● Problem description:
Scan the records for the string "headpiece" and copy every line that holds it.

*** Data ***

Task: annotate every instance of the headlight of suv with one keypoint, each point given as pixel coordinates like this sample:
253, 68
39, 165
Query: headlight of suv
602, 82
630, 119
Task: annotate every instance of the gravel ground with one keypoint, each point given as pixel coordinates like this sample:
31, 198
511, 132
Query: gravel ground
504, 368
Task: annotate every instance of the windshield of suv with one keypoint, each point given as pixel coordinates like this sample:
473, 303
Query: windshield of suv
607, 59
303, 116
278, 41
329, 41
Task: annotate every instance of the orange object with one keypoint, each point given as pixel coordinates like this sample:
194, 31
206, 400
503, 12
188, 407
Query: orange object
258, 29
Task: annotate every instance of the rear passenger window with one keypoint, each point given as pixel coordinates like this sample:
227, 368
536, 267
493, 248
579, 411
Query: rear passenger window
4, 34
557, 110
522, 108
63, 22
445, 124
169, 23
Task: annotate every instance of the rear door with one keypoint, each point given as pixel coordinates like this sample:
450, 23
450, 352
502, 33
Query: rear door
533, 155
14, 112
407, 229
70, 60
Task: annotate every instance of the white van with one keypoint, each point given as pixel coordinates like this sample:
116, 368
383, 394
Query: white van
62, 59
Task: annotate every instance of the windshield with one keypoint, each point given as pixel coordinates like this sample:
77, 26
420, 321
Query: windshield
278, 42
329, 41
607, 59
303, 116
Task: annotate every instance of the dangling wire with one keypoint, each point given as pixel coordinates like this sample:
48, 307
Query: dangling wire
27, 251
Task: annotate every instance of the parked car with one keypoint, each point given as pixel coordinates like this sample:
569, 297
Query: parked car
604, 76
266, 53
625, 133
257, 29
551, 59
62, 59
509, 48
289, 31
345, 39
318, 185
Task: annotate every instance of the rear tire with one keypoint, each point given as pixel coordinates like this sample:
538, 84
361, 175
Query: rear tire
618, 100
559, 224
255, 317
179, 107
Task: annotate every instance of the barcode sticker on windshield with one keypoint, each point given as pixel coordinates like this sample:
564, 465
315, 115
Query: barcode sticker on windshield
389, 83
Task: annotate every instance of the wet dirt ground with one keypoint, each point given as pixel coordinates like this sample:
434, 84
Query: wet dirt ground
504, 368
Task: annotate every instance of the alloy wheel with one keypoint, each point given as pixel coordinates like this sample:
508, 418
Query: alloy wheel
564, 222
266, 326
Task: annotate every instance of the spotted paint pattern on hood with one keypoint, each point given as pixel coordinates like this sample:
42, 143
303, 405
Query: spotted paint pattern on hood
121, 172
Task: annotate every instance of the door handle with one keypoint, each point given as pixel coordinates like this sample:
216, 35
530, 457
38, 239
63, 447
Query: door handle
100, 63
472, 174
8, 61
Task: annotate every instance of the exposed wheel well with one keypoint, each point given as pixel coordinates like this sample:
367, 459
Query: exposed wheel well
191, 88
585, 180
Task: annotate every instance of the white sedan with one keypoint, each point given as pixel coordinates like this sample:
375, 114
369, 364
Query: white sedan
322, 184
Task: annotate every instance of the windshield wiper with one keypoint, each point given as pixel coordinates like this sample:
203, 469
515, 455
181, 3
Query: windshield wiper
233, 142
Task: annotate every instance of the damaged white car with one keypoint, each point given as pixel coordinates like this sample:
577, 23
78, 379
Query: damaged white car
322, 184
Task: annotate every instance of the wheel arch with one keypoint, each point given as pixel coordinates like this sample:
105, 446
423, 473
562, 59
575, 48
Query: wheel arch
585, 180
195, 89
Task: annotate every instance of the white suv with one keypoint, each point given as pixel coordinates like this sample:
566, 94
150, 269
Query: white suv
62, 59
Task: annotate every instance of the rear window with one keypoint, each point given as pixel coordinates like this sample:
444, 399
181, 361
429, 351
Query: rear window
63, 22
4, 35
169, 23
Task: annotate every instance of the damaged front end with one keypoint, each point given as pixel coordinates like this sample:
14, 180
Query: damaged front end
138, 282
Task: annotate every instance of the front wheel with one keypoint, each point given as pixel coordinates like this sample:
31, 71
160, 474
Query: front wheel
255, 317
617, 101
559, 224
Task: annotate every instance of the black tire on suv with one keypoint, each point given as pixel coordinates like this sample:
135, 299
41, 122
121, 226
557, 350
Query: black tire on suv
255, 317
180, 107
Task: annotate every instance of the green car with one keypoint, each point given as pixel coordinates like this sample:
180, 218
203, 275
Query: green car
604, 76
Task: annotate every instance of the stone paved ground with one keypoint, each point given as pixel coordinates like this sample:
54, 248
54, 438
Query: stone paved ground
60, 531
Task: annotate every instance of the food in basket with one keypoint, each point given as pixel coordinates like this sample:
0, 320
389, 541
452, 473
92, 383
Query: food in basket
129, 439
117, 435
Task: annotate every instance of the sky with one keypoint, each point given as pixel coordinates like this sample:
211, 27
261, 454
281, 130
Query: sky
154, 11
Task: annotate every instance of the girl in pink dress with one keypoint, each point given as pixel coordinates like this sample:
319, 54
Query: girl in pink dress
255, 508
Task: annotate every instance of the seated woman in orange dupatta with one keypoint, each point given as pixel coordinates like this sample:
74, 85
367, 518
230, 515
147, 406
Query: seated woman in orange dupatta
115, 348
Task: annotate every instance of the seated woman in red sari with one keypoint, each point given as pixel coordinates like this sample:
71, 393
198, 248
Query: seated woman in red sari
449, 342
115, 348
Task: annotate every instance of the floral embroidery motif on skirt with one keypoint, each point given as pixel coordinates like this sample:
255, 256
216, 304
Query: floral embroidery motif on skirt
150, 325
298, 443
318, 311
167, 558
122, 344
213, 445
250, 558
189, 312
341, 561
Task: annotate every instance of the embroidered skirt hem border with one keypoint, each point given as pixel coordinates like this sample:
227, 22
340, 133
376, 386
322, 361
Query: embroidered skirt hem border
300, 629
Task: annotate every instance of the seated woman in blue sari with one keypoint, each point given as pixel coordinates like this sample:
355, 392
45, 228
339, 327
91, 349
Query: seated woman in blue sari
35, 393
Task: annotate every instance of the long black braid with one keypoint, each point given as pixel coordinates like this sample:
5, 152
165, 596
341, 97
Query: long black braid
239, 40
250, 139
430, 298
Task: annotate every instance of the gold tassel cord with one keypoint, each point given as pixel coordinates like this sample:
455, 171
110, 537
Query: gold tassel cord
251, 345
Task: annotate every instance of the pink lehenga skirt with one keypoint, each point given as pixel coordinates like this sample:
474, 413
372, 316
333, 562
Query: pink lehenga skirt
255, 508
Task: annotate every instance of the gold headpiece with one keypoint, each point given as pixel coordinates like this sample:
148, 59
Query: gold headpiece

*** End of Data ***

● Completed exercise:
Task: annotate every instance of the gold headpiece with one keypoint, each point given as pixel coordinates like this sample:
Query: gold headpiece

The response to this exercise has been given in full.